▶ **What you have to do**:
Please retype all of the following entries exactly.

§ §

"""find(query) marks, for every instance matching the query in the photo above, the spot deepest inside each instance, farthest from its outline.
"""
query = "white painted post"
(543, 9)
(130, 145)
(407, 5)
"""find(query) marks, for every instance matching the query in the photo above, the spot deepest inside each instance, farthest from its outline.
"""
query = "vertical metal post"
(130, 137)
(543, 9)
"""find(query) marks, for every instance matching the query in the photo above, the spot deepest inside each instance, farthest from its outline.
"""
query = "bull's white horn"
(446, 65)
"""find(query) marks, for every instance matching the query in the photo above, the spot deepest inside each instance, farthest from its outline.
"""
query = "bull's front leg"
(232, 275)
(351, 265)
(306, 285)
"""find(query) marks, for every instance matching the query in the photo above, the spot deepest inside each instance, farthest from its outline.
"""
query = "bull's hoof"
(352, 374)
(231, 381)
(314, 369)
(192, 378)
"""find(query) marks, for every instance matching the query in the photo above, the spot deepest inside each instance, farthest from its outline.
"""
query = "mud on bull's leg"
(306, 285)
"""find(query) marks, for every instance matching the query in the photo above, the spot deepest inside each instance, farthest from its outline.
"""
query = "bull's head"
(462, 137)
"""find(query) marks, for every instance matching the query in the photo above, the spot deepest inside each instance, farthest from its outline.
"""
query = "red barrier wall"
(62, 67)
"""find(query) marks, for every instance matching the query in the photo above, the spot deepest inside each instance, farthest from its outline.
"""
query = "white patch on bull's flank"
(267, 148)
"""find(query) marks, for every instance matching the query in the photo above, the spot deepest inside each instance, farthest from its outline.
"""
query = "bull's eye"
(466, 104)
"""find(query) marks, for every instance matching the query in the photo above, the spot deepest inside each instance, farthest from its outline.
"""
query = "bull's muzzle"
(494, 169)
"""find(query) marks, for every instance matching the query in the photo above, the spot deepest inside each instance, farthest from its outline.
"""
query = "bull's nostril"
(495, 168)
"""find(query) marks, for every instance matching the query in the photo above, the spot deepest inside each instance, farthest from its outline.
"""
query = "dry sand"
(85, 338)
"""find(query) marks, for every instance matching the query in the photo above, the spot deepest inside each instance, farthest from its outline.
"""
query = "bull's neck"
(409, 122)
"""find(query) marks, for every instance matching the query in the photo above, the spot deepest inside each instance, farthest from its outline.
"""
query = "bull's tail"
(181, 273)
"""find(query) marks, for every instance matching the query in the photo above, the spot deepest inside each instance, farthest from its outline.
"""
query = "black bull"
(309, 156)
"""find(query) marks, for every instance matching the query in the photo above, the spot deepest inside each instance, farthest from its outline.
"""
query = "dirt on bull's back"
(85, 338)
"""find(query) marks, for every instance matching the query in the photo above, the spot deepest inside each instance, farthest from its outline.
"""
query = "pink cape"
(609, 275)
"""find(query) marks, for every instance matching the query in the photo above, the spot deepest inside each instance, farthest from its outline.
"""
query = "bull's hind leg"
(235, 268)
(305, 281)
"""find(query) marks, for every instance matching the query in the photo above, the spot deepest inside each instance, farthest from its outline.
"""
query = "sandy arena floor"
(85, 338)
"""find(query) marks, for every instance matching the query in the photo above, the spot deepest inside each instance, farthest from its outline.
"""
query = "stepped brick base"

§ §

▶ **Answer to this task**:
"""find(query) marks, for every instance matching the query in the photo above, the spot deepest inside each instance, farthest from its outline.
"""
query = "white painted post"
(543, 9)
(130, 145)
(407, 5)
"""find(query) marks, for every instance matching the query in the photo above, the spot deepest inside each instance, farthest from its outline.
"""
query = "vertical metal post"
(130, 137)
(543, 9)
"""find(query) marks, for every instance matching the query in the photo above, the spot deepest inside each instance, farthest from its outline.
"""
query = "bull's white horn"
(446, 65)
"""find(query) marks, for every instance matching the query in the photo above, the spot deepest inside each instance, farthest from its outline.
"""
query = "bull's front leg"
(232, 275)
(351, 265)
(306, 285)
"""find(query) marks, for every instance matching the query in the photo above, the spot deepest inside each instance, farthest from its outline.
"""
query = "bull's hoof"
(352, 374)
(231, 381)
(314, 369)
(192, 378)
"""find(query) marks, for every instance matching the query in the photo above, the spot deepest inside each instance, farthest from its outline.
"""
query = "mud on bull's leg"
(306, 285)
"""find(query) marks, for every instance matching the query in the photo above, the spot deepest inside each instance, farthest from its outline.
"""
query = "bull's head"
(462, 137)
"""find(query) marks, for every instance matching the query in the photo above, the spot deepest inside each instance, farthest from its outline.
"""
query = "red barrier wall"
(62, 67)
"""find(query) marks, for every instance matching the query in the photo above, the spot deepest inside each instance, farthest from its outline.
"""
query = "white patch on bull's flank"
(267, 148)
"""find(query) marks, for every instance matching the query in the photo above, the spot deepest inside each instance, farthest from its outline.
"""
query = "bull's eye"
(466, 104)
"""find(query) marks, for every instance matching the query in the photo above, the spot deepest inside each instance, farthest from its outline.
"""
query = "bull's muzzle"
(494, 169)
"""find(query) marks, for every instance matching the query in the photo above, the spot deepest inside each instance, farthest from its outline.
"""
query = "bull's nostril"
(495, 168)
"""find(query) marks, for every instance matching the query in the photo above, the spot deepest inside each instance, farthest from its outline.
"""
query = "dry sand"
(85, 338)
"""find(query) marks, for every instance matching the query in the photo above, the spot deepest inside each instance, farthest from its outline.
"""
query = "bull's neck"
(409, 122)
"""find(query) marks, for every instance matching the query in the photo above, the spot deepest inside each instance, farthest from its outline.
"""
query = "bull's tail"
(181, 273)
"""find(query) marks, for every instance matching the query in the photo above, the spot deepest inside each instance, farthest from its outline.
"""
query = "black bull"
(309, 156)
"""find(query) marks, for every instance matching the query in the photo above, the spot deepest inside each instance, farthest from its outline.
"""
query = "dirt on bull's back"
(85, 338)
"""find(query) marks, for every instance matching the query in the photo above, the spot deepest inside each instance, farthest from its outline.
"""
query = "pink cape"
(609, 275)
"""find(query) marks, for every instance matching the query in the photo above, the spot deepest inside each instance, farthest from its outline.
"""
query = "bull's hind leg"
(235, 268)
(305, 281)
"""find(query) marks, for every instance matching the query in the photo above, the spot deepest inside each instance, farthest from its outline.
"""
query = "sandy arena floor"
(85, 338)
"""find(query) marks, for every instance matching the query in the photo above, the spot deepest inside each instance, farthest from its outline.
"""
query = "stepped brick base"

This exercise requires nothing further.